WORK TASK:
Every line in the data must be transcribed exactly.

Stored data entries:
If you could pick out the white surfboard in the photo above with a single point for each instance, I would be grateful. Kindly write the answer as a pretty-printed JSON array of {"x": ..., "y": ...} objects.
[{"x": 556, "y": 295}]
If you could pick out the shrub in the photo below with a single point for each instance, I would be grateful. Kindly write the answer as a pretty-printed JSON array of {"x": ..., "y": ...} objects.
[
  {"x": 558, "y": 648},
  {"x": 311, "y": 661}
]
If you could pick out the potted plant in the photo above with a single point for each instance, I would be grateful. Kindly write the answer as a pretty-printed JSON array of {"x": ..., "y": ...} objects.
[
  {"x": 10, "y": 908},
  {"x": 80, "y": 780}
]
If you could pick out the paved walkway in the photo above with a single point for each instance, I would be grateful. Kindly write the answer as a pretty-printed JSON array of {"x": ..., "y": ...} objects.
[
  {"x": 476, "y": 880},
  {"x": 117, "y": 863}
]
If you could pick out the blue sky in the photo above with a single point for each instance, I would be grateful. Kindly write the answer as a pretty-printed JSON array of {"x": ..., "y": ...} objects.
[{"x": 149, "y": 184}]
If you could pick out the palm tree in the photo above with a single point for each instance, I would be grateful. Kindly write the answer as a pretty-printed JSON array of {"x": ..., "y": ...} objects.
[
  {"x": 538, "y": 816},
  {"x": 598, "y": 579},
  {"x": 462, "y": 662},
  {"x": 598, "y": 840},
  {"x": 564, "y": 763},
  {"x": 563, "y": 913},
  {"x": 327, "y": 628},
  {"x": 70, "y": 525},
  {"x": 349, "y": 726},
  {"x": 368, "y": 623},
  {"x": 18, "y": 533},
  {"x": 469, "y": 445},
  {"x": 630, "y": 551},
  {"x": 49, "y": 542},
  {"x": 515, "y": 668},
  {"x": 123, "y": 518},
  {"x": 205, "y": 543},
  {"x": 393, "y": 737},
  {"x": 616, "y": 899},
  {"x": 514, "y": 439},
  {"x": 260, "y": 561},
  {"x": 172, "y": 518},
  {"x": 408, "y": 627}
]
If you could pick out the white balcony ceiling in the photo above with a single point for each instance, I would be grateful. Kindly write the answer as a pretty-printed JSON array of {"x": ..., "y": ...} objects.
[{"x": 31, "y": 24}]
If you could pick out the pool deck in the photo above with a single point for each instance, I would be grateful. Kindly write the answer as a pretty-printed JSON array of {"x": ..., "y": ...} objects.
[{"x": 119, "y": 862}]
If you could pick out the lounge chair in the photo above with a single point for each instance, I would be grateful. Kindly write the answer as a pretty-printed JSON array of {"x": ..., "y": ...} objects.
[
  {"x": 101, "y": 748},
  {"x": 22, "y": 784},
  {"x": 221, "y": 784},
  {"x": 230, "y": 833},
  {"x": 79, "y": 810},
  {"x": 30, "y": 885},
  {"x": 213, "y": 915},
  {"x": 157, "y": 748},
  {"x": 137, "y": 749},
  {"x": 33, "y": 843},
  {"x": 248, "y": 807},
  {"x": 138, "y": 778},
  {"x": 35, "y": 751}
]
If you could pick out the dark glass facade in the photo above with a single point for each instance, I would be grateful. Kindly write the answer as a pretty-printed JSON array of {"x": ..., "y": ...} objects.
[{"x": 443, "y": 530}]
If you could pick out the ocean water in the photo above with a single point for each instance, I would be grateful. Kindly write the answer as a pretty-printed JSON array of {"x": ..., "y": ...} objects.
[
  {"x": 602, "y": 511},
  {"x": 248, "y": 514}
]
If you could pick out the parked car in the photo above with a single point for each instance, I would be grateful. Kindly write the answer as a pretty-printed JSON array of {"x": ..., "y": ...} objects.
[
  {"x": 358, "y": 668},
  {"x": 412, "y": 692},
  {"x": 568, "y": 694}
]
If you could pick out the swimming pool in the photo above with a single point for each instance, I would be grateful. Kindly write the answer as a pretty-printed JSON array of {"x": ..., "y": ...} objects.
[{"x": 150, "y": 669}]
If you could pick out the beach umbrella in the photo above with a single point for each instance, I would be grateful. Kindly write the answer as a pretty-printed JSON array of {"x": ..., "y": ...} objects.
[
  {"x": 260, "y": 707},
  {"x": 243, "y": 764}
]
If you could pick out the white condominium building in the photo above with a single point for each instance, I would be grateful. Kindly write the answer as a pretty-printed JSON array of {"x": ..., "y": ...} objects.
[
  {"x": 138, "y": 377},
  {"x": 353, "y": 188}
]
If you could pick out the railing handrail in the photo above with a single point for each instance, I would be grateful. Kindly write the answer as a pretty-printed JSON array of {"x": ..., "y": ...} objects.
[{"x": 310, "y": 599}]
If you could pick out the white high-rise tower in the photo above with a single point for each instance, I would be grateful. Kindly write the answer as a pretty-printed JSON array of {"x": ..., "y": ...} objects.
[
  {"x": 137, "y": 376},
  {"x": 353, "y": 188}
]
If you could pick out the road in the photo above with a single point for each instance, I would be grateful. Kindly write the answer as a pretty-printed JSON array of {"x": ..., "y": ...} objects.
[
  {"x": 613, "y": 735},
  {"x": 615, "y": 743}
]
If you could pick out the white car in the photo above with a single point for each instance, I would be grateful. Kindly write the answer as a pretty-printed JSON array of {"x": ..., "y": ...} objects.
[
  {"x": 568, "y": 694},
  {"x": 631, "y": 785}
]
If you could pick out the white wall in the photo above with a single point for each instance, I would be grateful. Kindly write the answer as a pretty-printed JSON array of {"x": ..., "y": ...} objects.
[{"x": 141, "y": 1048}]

YOUR RESPONSE:
If you could pick out the white surfboard in the photo above with a single point for each instance, I would be grateful. Kindly write the answer as a pretty-printed JSON array of {"x": ..., "y": ...} objects.
[{"x": 556, "y": 295}]
If you could pick out the shrub in the photo below with a single point for each instance, I would be grateful. Kindly write the answer as a pretty-printed JSON array of {"x": ..., "y": ...} objects.
[
  {"x": 558, "y": 648},
  {"x": 311, "y": 661}
]
If you could pick out the potted plant in the photo above with a single point for each instance, I would be grateful. Kindly write the answer as a pretty-printed JSON array of {"x": ..., "y": ...} objects.
[
  {"x": 10, "y": 908},
  {"x": 80, "y": 780}
]
If you could pick out the paved walkway in the photo above with a single point for each instance, I would be grateful. Kindly write the answer as a pretty-printed JSON array of {"x": ..., "y": ...} objects.
[
  {"x": 476, "y": 880},
  {"x": 117, "y": 863}
]
If you could pick out the blue sky in the photo above with a single point for each instance, I would be grateful. Kindly write the answer as a pretty-printed JSON array of {"x": ..., "y": ...} objects.
[{"x": 149, "y": 184}]
If you could pick out the palm tree in the photo above with a single point for each instance, I would be grateful. Kindly write the answer as a pretty-printed JSON array of {"x": ..., "y": ...} objects.
[
  {"x": 538, "y": 816},
  {"x": 598, "y": 579},
  {"x": 462, "y": 662},
  {"x": 598, "y": 840},
  {"x": 564, "y": 763},
  {"x": 563, "y": 913},
  {"x": 327, "y": 628},
  {"x": 70, "y": 525},
  {"x": 349, "y": 726},
  {"x": 368, "y": 623},
  {"x": 18, "y": 533},
  {"x": 469, "y": 445},
  {"x": 630, "y": 551},
  {"x": 49, "y": 542},
  {"x": 515, "y": 668},
  {"x": 123, "y": 518},
  {"x": 205, "y": 543},
  {"x": 393, "y": 737},
  {"x": 616, "y": 899},
  {"x": 514, "y": 439},
  {"x": 260, "y": 561},
  {"x": 172, "y": 518},
  {"x": 408, "y": 627}
]
If you could pick out the white balcony ceiling in the photo above with a single point for each instance, I would be grateful. Kindly write the answer as a pretty-printed JSON array of {"x": ..., "y": ...} objects.
[{"x": 31, "y": 24}]
If you could pick out the pool deck in the photo above with a single point for each instance, I would be grateful. Kindly write the answer as a pretty-printed JSON array of {"x": ..., "y": ...} objects.
[{"x": 119, "y": 862}]
If you could pick out the lounge chair in the photo above with a single point for each instance, I would be grateful. Kindly write the answer as a pretty-printed JSON array of {"x": ..., "y": ...} objects.
[
  {"x": 101, "y": 748},
  {"x": 22, "y": 784},
  {"x": 221, "y": 784},
  {"x": 230, "y": 833},
  {"x": 79, "y": 810},
  {"x": 30, "y": 885},
  {"x": 213, "y": 915},
  {"x": 157, "y": 748},
  {"x": 137, "y": 749},
  {"x": 33, "y": 843},
  {"x": 248, "y": 807},
  {"x": 138, "y": 778},
  {"x": 35, "y": 751}
]
If you could pick out the dark glass facade in the photo above with a single point for each instance, I would be grateful. Kindly write the answer as a pretty-printed JSON array of {"x": ..., "y": ...} objects.
[{"x": 443, "y": 530}]
If you could pick out the ocean water in the photo above with a single point for each instance, I would be grateful. Kindly write the answer as a pretty-printed JSON array of {"x": ..., "y": ...} objects.
[
  {"x": 602, "y": 511},
  {"x": 248, "y": 514}
]
If you could pick out the parked car in the photo above with a single point for each instance, I would be grateful. Kindly write the answer as a pretty-printed JSON array of {"x": ..., "y": ...} objects.
[
  {"x": 358, "y": 668},
  {"x": 412, "y": 692},
  {"x": 568, "y": 694}
]
If you could pick out the swimming pool in the photo above with a single point for each instance, I would be grateful. Kindly write the answer as a pretty-printed JSON array of {"x": ..., "y": ...} objects.
[{"x": 150, "y": 669}]
If you could pick out the beach umbrella in the photo above with a single point for each instance, I would be grateful. Kindly write the answer as a pretty-printed JSON array of {"x": ..., "y": ...} objects.
[
  {"x": 260, "y": 707},
  {"x": 243, "y": 764}
]
If you could pick out the white condominium building in the photo above with a single point for each instance, I would be grateful. Kindly write the answer as a pretty-printed JSON array of {"x": ..., "y": ...} objects.
[
  {"x": 138, "y": 377},
  {"x": 353, "y": 188}
]
If you could pick out the railing handrail in the photo above with a single point for each instance, I would be grateful. Kindly write the answer as a pretty-printed JSON array of {"x": ..., "y": ...} objects.
[{"x": 310, "y": 599}]
If you could pick out the white high-rise tower in the photo above with a single point for each instance, I would be grateful. Kindly write the answer as a pretty-printed JSON array of {"x": ..., "y": ...} objects.
[
  {"x": 137, "y": 376},
  {"x": 353, "y": 188}
]
If you could pick out the road in the photo above with a single point for each instance, I would be grateful. Kindly write the answer as a pretty-printed JSON array of {"x": ..., "y": ...} objects.
[
  {"x": 613, "y": 735},
  {"x": 615, "y": 743}
]
If you could pick out the white car in the photo above with a single point for each instance, I would be grateful. Kindly write the answer as a pretty-printed JSON array of {"x": ..., "y": ...} objects.
[
  {"x": 568, "y": 694},
  {"x": 631, "y": 785}
]
If you could pick out the white wall in the photo above with a single point for each instance, I would be grateful. Kindly write the answer as a pretty-printed JSON array of {"x": ..., "y": ...} objects.
[{"x": 141, "y": 1048}]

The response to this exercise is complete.